### WHAT THE EXERCISE ASKS
Count the lines in the rows below that contain the word "rock", and reply with the number alone.

--*--

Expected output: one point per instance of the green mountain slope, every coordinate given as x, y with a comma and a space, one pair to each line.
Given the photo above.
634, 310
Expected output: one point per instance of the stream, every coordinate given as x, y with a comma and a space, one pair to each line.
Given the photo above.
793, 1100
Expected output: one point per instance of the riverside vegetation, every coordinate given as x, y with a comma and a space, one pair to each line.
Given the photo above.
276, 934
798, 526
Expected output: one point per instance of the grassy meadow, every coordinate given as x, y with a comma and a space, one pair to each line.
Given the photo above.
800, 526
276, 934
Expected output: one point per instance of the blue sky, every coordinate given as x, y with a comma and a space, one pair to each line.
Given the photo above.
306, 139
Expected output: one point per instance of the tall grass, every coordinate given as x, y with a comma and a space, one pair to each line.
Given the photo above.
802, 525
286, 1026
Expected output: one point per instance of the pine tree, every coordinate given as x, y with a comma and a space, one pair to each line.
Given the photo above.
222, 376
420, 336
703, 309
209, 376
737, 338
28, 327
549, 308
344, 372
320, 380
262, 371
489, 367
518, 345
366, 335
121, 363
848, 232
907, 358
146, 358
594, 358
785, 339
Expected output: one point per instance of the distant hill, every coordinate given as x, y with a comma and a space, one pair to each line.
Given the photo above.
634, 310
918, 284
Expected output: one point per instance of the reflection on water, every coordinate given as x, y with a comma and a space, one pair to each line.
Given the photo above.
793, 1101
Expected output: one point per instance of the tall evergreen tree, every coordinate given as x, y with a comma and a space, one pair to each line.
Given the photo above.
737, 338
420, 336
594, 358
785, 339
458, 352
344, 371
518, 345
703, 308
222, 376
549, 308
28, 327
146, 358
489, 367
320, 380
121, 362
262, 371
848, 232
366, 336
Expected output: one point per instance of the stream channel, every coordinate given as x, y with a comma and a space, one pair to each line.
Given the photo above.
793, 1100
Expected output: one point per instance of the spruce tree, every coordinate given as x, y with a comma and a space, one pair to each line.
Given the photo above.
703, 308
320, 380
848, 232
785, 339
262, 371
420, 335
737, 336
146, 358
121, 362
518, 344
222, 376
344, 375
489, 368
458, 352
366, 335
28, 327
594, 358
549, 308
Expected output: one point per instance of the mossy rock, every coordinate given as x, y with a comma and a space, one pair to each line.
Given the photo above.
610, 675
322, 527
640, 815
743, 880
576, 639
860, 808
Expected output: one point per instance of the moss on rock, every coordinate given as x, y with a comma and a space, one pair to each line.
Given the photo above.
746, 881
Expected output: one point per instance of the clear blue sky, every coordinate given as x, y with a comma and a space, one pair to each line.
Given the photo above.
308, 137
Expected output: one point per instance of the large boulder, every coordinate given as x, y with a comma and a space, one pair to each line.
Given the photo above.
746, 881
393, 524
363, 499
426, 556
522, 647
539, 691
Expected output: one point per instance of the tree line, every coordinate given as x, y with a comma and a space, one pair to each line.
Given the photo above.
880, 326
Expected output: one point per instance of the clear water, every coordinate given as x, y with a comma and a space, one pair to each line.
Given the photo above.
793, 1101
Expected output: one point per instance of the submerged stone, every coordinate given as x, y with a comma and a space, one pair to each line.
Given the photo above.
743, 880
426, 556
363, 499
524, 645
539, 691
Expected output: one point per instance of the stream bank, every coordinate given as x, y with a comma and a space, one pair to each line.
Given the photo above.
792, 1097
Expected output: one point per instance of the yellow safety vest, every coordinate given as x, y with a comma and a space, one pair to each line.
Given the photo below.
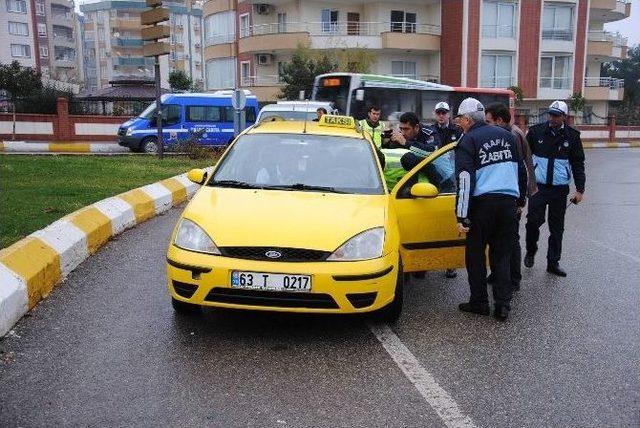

--*--

### WRITTEN REPLY
2